▶ AIM OF THE TASK
Extract verbatim every line from the one containing "compact shape [52,86]." to the final line of the records below, inclusive, and exclude all pictures.
*** Opening EXERCISE DATA ***
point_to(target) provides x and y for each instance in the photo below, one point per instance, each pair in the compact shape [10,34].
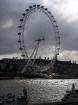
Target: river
[38,90]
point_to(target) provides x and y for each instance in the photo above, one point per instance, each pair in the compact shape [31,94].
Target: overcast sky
[65,13]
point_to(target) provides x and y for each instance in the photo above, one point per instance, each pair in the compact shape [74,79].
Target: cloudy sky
[65,13]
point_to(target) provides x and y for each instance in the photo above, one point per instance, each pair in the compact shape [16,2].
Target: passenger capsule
[30,7]
[19,33]
[46,8]
[38,5]
[20,48]
[34,5]
[54,20]
[23,14]
[19,26]
[23,55]
[21,19]
[42,6]
[27,10]
[19,41]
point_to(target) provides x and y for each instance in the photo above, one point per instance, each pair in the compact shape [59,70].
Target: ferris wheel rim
[21,27]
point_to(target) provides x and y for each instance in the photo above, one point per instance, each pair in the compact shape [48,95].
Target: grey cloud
[8,37]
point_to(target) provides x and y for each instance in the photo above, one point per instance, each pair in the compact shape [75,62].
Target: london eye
[38,36]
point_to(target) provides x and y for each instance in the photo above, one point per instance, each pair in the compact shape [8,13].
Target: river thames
[38,90]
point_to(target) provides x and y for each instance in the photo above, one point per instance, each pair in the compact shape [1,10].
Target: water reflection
[39,90]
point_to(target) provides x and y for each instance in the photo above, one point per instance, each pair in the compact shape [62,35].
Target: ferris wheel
[22,30]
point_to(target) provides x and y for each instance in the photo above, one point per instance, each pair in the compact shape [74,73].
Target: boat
[11,99]
[71,95]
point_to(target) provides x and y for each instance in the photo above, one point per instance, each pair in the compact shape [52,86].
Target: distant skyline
[65,13]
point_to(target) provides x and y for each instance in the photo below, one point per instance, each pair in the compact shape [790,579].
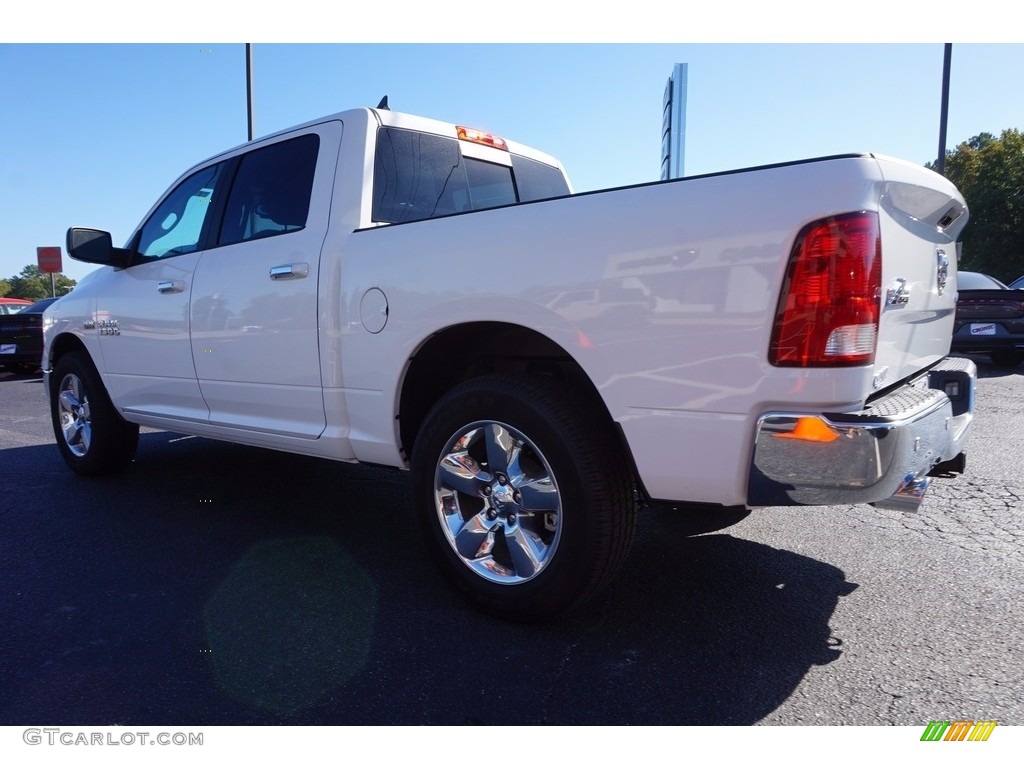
*** Closing EXERCISE DATA ***
▶ SOLUTION TO THE EXERCISE
point_to(target) provides x and y for each instance in the photo above, one point per instance, each pair in the compact shape [52,86].
Target: distant skyline
[65,13]
point_to(target) provides x and y for each instance in the photo below, one point per instance, each pair in the compact shape [790,579].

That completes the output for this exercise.